Task requirements:
From the entries, return every line where the string "below" shows up.

· · ·

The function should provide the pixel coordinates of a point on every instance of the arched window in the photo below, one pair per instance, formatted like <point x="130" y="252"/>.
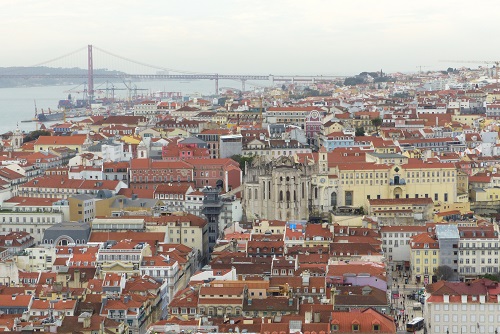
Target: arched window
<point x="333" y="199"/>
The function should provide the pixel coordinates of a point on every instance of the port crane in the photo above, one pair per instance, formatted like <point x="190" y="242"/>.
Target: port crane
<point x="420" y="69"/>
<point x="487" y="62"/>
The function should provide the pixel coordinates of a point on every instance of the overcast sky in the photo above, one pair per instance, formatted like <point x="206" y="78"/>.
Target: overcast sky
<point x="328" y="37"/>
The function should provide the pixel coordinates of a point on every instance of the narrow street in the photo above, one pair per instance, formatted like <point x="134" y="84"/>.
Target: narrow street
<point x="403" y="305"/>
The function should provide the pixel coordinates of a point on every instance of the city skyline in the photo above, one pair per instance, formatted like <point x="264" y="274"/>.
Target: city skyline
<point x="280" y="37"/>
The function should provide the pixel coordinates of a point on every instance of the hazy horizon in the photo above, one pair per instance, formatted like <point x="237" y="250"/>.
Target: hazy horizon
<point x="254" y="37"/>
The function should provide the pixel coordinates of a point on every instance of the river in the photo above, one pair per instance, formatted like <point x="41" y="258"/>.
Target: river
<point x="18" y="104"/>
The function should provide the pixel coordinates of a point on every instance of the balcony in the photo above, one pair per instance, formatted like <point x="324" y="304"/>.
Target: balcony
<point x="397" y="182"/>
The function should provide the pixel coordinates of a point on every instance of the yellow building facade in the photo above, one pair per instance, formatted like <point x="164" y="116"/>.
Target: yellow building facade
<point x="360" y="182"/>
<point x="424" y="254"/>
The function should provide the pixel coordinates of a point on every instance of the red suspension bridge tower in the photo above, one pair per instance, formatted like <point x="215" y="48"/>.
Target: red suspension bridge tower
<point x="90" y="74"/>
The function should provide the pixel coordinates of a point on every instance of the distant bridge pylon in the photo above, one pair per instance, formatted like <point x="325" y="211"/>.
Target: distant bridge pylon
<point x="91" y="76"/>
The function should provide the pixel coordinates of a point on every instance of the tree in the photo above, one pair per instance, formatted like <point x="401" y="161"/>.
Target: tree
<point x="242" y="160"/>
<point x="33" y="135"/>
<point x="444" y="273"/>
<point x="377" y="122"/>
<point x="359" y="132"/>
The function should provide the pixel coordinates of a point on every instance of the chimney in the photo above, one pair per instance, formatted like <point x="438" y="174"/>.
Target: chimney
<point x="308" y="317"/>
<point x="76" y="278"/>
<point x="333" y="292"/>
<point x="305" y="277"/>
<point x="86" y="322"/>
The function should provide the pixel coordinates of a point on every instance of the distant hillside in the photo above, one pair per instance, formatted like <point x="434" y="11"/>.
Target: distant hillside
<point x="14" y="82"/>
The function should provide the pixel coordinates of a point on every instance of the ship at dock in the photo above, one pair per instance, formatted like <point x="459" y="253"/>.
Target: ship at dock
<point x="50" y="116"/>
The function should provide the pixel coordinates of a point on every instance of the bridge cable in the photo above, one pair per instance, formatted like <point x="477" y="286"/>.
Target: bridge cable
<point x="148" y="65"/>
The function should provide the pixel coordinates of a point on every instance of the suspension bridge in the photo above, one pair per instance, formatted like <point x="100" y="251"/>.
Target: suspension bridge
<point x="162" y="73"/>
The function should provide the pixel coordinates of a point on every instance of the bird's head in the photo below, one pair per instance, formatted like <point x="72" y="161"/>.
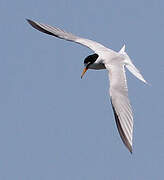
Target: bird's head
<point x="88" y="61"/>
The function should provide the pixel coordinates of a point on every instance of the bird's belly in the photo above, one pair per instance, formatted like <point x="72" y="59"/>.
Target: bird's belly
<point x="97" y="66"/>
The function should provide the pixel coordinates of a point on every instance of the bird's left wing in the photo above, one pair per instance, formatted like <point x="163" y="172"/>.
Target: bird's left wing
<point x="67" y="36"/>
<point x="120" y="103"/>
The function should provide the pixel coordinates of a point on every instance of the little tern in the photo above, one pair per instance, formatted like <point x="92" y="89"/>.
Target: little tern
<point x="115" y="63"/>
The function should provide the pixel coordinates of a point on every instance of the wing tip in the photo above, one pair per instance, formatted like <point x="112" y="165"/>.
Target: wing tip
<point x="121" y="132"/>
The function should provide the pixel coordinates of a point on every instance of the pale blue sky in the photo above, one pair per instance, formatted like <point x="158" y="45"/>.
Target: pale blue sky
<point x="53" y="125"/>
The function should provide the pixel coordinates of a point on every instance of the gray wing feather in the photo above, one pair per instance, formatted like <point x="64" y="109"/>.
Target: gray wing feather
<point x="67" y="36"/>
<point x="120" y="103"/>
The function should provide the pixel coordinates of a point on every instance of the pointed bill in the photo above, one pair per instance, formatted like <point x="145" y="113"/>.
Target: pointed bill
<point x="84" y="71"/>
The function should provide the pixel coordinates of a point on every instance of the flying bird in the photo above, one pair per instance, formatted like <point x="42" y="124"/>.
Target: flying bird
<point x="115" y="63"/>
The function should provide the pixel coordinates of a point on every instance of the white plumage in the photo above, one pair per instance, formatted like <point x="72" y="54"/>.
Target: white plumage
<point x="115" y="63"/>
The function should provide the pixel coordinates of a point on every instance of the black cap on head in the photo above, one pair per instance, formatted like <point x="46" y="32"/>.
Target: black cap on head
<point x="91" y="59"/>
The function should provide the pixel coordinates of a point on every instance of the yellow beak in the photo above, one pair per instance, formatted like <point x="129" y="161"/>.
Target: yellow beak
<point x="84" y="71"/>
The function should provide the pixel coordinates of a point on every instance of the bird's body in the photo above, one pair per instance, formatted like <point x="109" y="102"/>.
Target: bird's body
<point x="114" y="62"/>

· · ·

Result of the task:
The function should provide the pixel coordinates of a point on every instance of the arched window in the photo below, one pair per instance, formatted like <point x="130" y="252"/>.
The function should provide the pixel coordinates of a point on every instance of the bird's head in the photo below, one pair per instance, formatted like <point x="72" y="161"/>.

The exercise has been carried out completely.